● **EXERCISE REQUIREMENTS**:
In the discussion of latent-infecting viruses below, what type of PCR does the quoted Kristin Loomis statement say Lipkin used?

● **EXCERPT**:
——————

We have a number of published sources that convey on a high-level the innocence of these latent-infecting viruses, but when digging for deeper sources, much of the technical sources don’t necessarily include tests or considerations for the variety of diseases that have been shown from my argument above.
To sum it up: once set of sources tell us specifically what has happened to patients; and one set of sources tell us general numbers and general consequences of these viruses, e.g. acute mono, cold sores, etc.
You see 1…scorpion in your kitchen you may raise your eyebrow. You see a 2nd scorpion 1 min later, you start to wonder; you see a 3rd, then a 4th and a 5th scorpion, then you start to see a pattern; but not yet a definitive conclusion.
How about the possibility that the ‘outbreaks’ are completely unrelated to sporadic ‘CFS’ and may in fact be various examples of viral encephalitis and even unrelated to each other.
Not having to explain ‘the outbreaks’ opens up all sorts of possibilities.
That would make so much sense. I’m really tired of this mythical virus theory instead of focusing on the genetic make up that makes only a small percentage of the population susceptible to all these stressors such as bacteria, stress, pollutants, mold and yes also to viruses.
It was the big elephant in the room, and i’ve been “preaching” essentially what she has been saying to a variety of people (not trying to take any credit in any way). Latent-infecting viruses ARE the big elephant in the room! And it so happens that I have made very similar points as Dr. Batemen. Fundamentally, there is a vast distinction between your common flu virus, and a latent-infecting virus, especially given our lack of knowledge of the immune system.
It’s one thing to have murders and child molestors roaming outside of your neighborhood, but would you feel comfortable w/ 2 girls of your own, and having a child molestor living in your basement despite having a couple security guards on watch of this child molestor?
Like I said, there’s a fundamental difference between harboring latent-infecting viruses vs. viruses that can be cleared from the body. It gets worse when more and more of your cells have been taken over by HSV, HPV, EBV, HIV, or any other latent-infecting viruses.
It is common knowledge amongst the medical community that Virology is treated like Calculus for the average person (at least 20 years ago). Which non-Math person takes Calculus with such seriousness through High School?
Lastly, Dr. Batement is spot on with her assessment of the common doctor and their treatment/opinion/knowledge of latent-infecting viruses. It’s a damn, shame, too. Because all this time, on a high level, we have commonly been advised of how innocent a virus is unless it’s too late.
Cort Johnson knows all too well my point of view on this subject.
Indeed. I hope things are going OK…
It’s clear that the medical profession is mostly interested in viruses that kill you quickly….not in not so latent viruses that hang around and possibly cause misery for decades.
These types of viruses don’t even show up for Ian Lipkin – who desperately wants to help. Here’s what Kristin Loomis said about that study.
“Lipkin used a herpesvirus consensus PCR that has about the same level of sensitivity that you would find at a commercial laboratory, and those labs rarely if ever find viral DNA in the plasma of CFS/ME patients. So this testing confirmed what we already knew: there are no acute herpesvirus infections in ME/CFS, but it didn’t answer the question of whether there any of there are persistent low-grade infections of HHV-6 or any of the other “likely suspects”: c. pneumonia, m. pneumonia, enterovirus, EBV, HHV-6, CMV, HSV-1, HHV-7, parvovirus B19.”

——————

● **INFORMATION GIVEN**:
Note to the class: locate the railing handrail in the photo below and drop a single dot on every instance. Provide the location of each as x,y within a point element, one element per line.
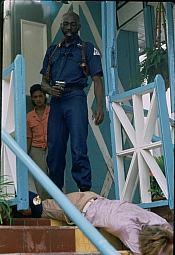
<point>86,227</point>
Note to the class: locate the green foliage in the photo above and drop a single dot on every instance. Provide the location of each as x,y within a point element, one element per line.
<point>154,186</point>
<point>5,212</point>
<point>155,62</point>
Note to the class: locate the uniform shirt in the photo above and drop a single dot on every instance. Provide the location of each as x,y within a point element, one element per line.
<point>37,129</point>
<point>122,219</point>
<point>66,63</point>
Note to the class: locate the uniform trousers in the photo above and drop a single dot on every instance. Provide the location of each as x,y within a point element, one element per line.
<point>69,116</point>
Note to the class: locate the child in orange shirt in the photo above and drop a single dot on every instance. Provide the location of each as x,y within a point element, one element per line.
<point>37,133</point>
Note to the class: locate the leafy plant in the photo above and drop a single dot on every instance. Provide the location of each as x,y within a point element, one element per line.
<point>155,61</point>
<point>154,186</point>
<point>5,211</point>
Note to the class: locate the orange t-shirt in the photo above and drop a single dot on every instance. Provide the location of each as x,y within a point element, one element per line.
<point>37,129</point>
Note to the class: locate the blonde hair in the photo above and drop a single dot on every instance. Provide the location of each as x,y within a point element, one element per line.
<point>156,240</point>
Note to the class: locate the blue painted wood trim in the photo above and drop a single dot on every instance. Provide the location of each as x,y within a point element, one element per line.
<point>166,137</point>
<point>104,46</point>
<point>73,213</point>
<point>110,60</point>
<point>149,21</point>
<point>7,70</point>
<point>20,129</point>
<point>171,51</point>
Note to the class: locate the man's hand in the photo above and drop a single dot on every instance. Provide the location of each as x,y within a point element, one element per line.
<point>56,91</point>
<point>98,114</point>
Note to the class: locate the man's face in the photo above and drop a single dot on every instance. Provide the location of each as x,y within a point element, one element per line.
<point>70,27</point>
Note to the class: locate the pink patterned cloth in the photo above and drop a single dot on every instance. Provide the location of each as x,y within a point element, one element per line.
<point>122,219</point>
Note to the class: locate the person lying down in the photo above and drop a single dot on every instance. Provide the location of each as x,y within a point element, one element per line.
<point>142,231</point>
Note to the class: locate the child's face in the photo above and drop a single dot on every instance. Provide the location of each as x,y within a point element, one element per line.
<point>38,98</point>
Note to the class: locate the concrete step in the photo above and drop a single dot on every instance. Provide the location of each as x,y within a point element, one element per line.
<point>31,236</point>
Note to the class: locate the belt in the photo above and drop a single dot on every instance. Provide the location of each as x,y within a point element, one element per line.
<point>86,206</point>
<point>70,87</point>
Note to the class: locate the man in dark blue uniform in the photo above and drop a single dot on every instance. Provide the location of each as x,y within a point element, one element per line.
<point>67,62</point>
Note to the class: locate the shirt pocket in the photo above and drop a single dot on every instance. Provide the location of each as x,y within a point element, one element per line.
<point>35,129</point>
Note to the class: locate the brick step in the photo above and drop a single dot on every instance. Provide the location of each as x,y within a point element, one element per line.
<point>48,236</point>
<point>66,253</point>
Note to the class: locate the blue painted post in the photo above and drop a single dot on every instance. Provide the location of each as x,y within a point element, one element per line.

——————

● **RESPONSE BELOW**:
A herpesvirus consensus PCR with about the same level of sensitivity as a commercial laboratory's.